── LISTED RECORDS
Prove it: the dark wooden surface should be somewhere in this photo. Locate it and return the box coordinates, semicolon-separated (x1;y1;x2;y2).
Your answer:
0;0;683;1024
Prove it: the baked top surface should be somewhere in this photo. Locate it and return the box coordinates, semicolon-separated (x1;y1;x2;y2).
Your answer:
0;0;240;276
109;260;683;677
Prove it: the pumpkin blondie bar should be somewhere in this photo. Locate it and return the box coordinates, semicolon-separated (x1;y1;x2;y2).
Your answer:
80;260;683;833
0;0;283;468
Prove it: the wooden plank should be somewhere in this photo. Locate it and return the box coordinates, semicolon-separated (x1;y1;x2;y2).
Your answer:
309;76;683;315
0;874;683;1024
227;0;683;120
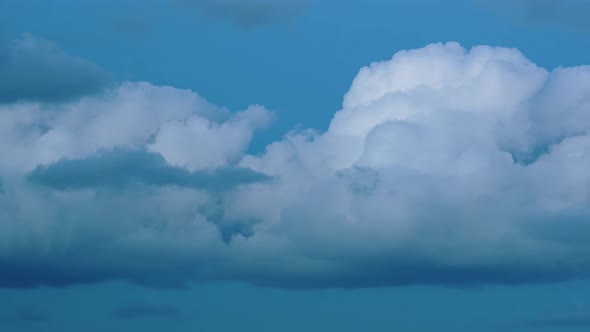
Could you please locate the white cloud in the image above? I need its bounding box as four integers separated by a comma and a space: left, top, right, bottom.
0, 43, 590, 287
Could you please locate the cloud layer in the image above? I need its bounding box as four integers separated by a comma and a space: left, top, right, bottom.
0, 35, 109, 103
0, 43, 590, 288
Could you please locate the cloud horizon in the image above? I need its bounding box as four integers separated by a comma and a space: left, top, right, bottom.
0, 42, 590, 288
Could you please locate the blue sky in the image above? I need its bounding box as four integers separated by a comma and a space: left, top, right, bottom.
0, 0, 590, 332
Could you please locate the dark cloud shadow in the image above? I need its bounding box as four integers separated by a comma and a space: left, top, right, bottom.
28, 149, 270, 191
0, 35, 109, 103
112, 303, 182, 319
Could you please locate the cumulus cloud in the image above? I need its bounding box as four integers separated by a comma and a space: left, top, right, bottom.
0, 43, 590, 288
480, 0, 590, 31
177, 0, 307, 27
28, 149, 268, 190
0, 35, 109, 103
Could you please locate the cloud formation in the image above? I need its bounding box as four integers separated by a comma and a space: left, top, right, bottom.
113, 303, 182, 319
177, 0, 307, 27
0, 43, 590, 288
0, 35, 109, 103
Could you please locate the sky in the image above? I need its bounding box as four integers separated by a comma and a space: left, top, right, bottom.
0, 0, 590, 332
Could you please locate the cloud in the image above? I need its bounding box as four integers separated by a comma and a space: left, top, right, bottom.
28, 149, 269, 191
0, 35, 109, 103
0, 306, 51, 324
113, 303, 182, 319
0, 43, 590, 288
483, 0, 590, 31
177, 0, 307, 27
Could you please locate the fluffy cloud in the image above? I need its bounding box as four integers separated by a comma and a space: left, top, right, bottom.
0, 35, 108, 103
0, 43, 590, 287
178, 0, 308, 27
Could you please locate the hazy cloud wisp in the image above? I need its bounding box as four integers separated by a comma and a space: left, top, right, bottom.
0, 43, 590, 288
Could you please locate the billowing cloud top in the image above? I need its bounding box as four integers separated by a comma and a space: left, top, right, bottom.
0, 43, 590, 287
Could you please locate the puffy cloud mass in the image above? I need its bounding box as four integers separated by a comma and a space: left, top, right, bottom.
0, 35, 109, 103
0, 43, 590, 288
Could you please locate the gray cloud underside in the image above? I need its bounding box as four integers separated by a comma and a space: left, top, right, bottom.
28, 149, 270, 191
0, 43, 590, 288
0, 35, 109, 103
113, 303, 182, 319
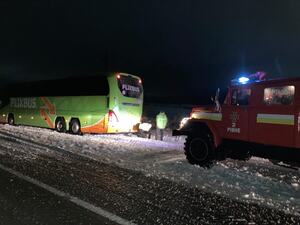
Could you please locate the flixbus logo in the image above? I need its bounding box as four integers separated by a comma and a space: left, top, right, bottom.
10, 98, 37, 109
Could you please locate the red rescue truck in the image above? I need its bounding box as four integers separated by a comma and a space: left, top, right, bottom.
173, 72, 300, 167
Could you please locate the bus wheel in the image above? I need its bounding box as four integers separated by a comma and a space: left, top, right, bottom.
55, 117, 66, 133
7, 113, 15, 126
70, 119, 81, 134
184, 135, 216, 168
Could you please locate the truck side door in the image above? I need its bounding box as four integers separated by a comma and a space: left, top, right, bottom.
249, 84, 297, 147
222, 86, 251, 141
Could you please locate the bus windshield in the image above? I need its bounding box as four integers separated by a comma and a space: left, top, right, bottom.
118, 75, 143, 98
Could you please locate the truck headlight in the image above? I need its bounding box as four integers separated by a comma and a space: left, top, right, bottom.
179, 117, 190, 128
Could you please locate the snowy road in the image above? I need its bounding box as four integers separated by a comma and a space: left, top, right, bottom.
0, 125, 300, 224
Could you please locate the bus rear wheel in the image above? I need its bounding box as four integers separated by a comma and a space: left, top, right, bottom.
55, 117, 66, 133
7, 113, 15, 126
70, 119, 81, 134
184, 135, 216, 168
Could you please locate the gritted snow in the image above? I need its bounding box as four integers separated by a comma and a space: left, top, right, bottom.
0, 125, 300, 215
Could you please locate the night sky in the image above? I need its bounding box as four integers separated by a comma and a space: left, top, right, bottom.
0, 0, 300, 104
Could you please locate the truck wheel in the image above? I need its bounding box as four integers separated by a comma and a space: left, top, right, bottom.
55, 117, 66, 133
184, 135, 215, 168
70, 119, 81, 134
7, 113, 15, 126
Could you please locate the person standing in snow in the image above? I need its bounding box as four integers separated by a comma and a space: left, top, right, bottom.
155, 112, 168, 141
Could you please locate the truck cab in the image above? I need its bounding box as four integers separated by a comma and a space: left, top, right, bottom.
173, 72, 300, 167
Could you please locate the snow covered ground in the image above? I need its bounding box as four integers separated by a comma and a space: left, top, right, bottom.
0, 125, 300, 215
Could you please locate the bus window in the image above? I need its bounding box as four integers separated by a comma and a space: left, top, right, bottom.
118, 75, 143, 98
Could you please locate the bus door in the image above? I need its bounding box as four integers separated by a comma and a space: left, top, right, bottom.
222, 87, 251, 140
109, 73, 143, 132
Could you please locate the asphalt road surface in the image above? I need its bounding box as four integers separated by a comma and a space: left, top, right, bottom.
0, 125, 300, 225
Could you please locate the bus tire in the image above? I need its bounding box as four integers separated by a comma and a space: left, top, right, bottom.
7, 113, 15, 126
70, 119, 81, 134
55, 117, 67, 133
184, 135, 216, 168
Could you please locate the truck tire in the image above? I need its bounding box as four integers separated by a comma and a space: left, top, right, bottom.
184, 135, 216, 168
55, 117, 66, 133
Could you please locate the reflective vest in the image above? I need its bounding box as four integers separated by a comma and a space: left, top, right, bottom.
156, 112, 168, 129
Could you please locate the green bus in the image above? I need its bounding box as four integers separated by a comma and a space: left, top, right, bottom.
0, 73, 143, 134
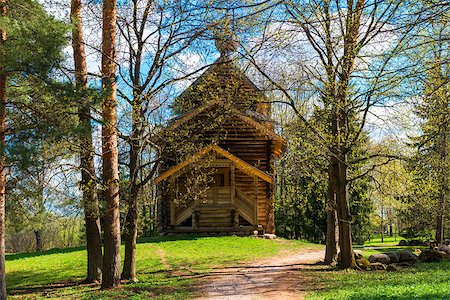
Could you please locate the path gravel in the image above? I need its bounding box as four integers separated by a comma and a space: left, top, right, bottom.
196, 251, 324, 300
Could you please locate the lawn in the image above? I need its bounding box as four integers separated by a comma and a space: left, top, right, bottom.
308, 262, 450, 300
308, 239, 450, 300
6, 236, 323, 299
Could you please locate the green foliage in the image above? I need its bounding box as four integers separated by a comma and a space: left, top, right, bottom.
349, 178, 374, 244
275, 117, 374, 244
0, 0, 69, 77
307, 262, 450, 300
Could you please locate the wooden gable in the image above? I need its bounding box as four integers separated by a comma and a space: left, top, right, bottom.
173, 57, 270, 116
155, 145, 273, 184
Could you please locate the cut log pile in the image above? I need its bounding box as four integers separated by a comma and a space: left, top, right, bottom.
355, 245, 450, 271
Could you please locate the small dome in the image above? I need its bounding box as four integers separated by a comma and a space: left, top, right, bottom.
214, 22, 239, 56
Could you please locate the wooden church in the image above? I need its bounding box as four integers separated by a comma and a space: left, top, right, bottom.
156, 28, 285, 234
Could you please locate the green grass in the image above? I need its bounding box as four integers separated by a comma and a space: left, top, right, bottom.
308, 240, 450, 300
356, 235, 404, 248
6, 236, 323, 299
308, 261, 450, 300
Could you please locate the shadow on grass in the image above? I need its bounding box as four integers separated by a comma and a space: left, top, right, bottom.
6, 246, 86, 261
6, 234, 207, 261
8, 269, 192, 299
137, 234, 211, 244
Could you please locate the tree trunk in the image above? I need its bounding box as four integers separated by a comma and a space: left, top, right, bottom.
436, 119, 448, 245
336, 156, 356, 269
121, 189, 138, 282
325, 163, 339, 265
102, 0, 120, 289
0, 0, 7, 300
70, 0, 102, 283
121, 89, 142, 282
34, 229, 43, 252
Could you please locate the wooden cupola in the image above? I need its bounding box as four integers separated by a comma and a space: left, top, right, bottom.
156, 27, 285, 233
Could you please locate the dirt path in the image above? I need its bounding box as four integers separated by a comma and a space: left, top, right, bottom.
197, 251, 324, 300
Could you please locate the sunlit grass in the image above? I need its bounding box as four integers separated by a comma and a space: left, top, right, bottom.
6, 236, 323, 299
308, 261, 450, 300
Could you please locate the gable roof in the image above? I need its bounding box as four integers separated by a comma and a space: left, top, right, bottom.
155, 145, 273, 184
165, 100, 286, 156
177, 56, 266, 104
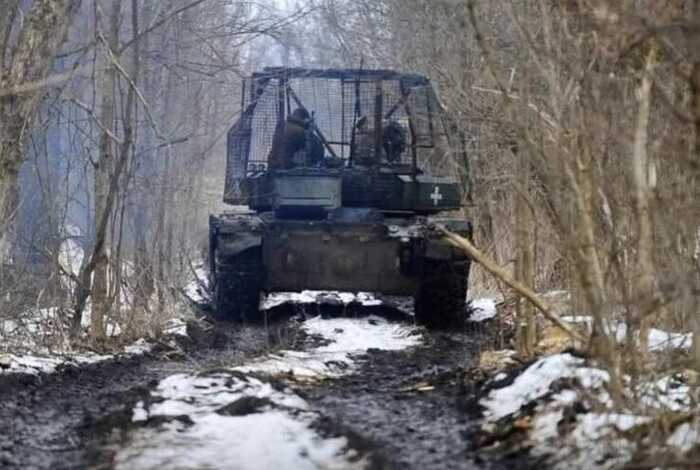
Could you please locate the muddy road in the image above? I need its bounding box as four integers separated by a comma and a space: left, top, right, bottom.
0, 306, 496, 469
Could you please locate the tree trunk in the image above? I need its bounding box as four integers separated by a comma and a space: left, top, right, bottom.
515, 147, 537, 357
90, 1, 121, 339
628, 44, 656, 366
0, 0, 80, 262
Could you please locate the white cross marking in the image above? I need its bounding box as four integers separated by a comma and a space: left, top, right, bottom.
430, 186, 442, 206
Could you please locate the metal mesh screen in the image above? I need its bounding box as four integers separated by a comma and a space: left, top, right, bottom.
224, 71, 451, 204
────
── LISTED RECORDS
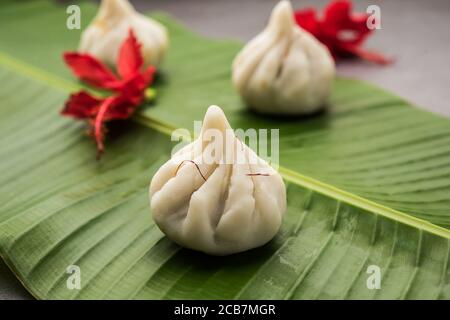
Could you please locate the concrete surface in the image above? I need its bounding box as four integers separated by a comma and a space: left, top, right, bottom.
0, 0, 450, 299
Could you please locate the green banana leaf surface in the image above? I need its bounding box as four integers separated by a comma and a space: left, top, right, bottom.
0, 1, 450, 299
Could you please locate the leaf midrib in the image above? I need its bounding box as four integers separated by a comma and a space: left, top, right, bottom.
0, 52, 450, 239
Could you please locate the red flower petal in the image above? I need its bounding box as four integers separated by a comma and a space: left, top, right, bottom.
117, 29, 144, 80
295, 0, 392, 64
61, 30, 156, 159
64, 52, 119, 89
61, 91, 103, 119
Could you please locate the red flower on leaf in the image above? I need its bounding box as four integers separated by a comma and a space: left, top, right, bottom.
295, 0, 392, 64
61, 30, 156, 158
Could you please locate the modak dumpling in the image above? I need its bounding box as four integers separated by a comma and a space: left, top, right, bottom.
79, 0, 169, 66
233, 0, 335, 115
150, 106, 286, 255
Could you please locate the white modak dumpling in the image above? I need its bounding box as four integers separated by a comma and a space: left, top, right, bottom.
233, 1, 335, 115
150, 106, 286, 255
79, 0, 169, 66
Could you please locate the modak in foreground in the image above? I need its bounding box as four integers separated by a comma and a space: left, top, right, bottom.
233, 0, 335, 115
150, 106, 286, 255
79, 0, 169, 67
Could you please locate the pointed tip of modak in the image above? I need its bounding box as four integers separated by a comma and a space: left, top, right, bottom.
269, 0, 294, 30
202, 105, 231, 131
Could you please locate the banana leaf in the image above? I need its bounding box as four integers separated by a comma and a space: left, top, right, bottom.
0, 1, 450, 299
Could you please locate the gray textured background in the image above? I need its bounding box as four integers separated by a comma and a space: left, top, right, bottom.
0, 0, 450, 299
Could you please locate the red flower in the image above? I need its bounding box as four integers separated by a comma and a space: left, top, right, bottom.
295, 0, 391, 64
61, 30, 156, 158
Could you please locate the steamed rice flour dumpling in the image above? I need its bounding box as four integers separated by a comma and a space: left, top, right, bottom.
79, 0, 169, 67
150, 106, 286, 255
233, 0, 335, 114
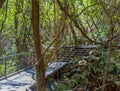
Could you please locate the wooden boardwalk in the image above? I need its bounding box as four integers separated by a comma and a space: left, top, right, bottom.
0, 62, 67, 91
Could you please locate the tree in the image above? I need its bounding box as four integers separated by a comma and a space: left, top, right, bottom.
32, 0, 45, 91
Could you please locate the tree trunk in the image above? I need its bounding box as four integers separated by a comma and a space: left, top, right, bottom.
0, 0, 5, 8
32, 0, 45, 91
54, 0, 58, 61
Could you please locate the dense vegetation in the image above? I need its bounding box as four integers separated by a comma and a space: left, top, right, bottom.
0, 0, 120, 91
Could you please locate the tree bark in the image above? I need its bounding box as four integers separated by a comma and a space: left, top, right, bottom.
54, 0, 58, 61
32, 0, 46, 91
────
PROBLEM STATEMENT:
Format the stretch from the line containing "Prove it: the dark" through the line containing "0;0;683;1024" as a Markdown table with the columns No. and Line, leaving out any blank lines.

CORRECT OUTPUT:
| No. | Line |
|---|---|
| 1 | Prove it: the dark wooden surface should be somewhere in this photo. Locate it and return the box coordinates, semicolon-separated (x1;y1;x2;y2). |
| 2 | Your answer: |
| 3 | 0;0;683;1024 |